▶ [Aim of the task]:
Turn the records below, from the line with "[output] one dot per instance, form <point>71,248</point>." to the line with "<point>729,281</point>", both included, into a JSON list of strings with one string per line and blank lines left out.

▶ [Supplied records]:
* Begin *
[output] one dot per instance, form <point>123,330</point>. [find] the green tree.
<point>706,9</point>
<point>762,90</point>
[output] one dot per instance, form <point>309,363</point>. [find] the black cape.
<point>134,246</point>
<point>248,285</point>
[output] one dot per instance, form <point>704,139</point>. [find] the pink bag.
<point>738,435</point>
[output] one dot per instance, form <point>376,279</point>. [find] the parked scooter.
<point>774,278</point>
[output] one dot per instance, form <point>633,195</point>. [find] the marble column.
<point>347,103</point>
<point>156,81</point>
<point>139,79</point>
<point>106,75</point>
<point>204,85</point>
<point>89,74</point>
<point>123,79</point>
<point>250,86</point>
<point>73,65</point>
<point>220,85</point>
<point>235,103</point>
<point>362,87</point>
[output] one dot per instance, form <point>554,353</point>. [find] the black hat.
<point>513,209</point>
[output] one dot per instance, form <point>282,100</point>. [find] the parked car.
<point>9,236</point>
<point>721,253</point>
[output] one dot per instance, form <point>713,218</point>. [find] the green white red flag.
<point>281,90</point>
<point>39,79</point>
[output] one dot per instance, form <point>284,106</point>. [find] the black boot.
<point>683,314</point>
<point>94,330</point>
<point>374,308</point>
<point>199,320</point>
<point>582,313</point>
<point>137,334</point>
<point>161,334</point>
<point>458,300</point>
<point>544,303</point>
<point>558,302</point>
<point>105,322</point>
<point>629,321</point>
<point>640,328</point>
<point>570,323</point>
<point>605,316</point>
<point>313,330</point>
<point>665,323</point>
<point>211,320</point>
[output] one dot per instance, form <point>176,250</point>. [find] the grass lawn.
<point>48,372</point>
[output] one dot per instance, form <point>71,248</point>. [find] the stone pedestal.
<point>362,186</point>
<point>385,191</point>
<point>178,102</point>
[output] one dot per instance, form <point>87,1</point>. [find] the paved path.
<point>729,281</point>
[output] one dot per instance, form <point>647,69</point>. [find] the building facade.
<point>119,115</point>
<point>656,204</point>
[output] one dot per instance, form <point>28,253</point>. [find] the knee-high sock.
* End *
▶ [Response to the exercise]:
[
  "[output] one dot per instance, form <point>71,248</point>. [find] the stone pedestal.",
  "<point>362,186</point>",
  "<point>385,191</point>",
  "<point>178,102</point>",
  "[output] one dot per instance, form <point>87,1</point>. [find] the paved path.",
  "<point>729,281</point>"
]